» **Exercise data**:
:::::

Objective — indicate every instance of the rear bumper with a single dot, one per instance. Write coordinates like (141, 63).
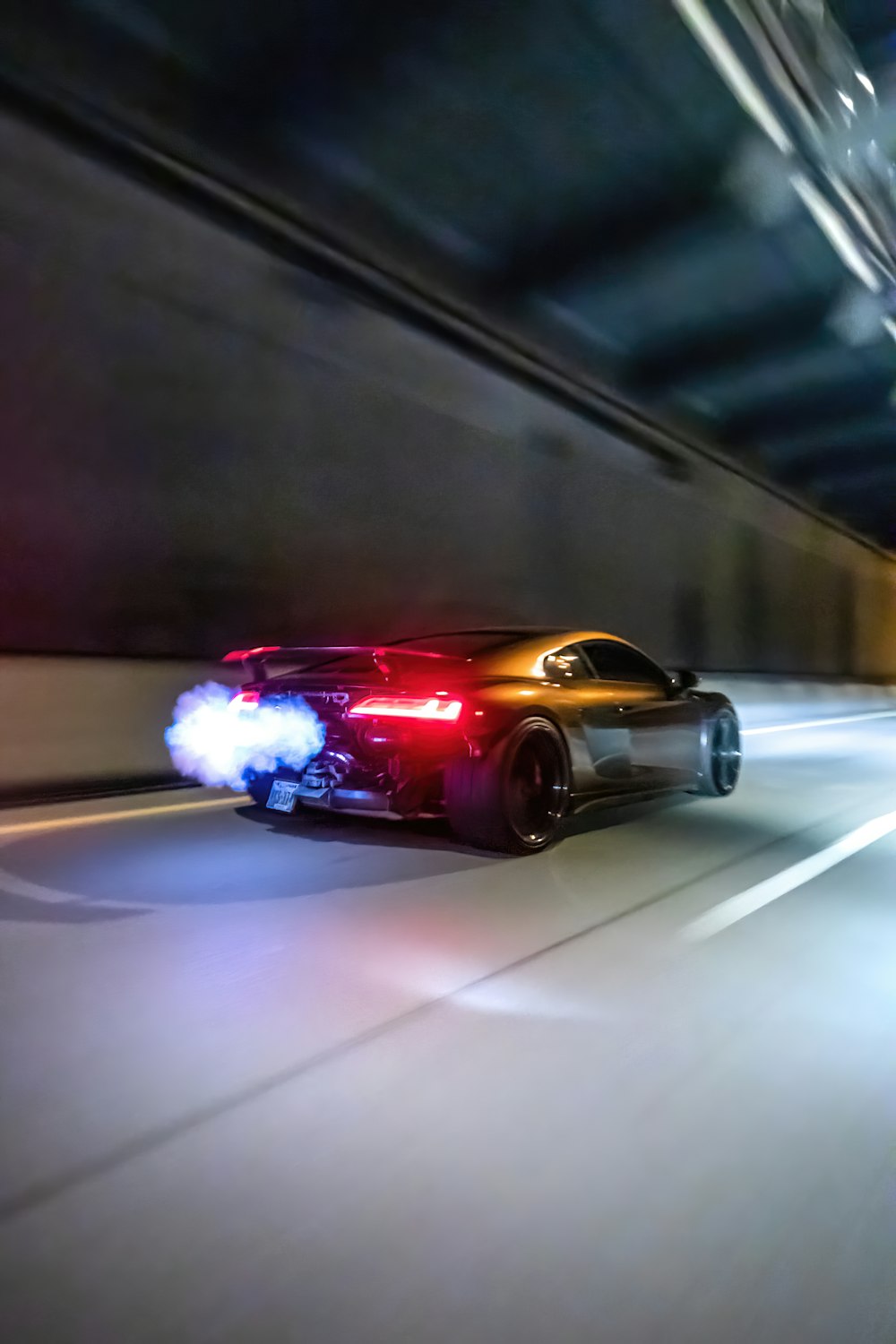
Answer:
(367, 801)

:::::

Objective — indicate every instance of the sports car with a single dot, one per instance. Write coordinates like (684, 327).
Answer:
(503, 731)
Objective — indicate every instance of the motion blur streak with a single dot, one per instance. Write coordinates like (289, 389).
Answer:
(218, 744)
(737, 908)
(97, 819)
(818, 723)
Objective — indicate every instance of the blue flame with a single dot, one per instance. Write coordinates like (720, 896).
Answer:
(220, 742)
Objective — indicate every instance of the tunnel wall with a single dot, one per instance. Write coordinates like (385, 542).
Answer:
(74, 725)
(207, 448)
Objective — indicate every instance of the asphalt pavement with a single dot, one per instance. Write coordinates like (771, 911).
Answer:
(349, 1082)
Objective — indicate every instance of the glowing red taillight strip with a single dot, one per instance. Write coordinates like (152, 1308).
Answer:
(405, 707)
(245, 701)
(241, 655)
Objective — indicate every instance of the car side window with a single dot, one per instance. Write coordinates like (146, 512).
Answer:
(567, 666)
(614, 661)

:::::

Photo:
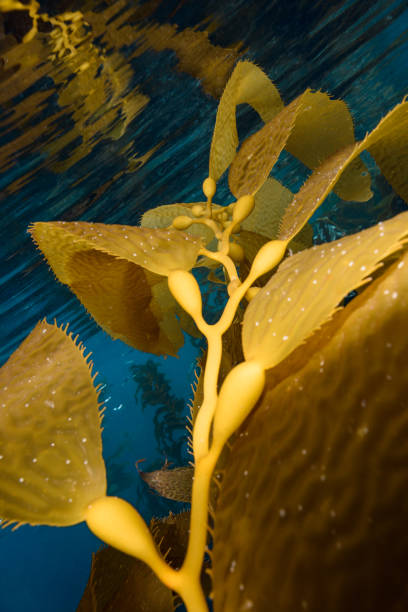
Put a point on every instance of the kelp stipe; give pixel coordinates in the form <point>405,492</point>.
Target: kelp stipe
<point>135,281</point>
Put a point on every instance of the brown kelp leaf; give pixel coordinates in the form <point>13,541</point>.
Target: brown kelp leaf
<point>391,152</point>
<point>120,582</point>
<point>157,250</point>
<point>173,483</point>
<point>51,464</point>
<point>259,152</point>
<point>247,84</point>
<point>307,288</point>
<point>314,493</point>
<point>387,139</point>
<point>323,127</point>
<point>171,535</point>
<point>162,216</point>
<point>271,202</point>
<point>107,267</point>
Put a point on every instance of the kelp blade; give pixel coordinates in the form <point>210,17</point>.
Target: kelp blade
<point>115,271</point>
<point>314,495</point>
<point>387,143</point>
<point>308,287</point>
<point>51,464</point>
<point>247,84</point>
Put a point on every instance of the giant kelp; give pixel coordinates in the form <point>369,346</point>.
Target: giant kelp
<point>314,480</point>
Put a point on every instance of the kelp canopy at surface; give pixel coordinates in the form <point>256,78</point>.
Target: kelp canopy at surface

:::::

» **What you are asked to do**: Starting at the line that has "Put a point on every instance of the kelp blade;" and stopping after the line that has "Target: kelp canopy at surface", write those lines out again with the requests kept, shifting every point coordinate in the answers up by 64. Leave the numbers in the requests and their format samples unchanged.

» **The answer**:
Put a point on every instance of the kelp blade; give pixel coordinates in the form <point>210,17</point>.
Target: kelp blade
<point>179,335</point>
<point>378,559</point>
<point>451,207</point>
<point>372,351</point>
<point>115,528</point>
<point>311,148</point>
Put a point on every instance of the giant kelp; give pixel coordinates in the form <point>369,346</point>.
Target: giant kelp
<point>378,544</point>
Put a point on every instance of the kelp canopy at surface; give pixel coordinates in the form <point>256,78</point>.
Target: kelp canopy at surface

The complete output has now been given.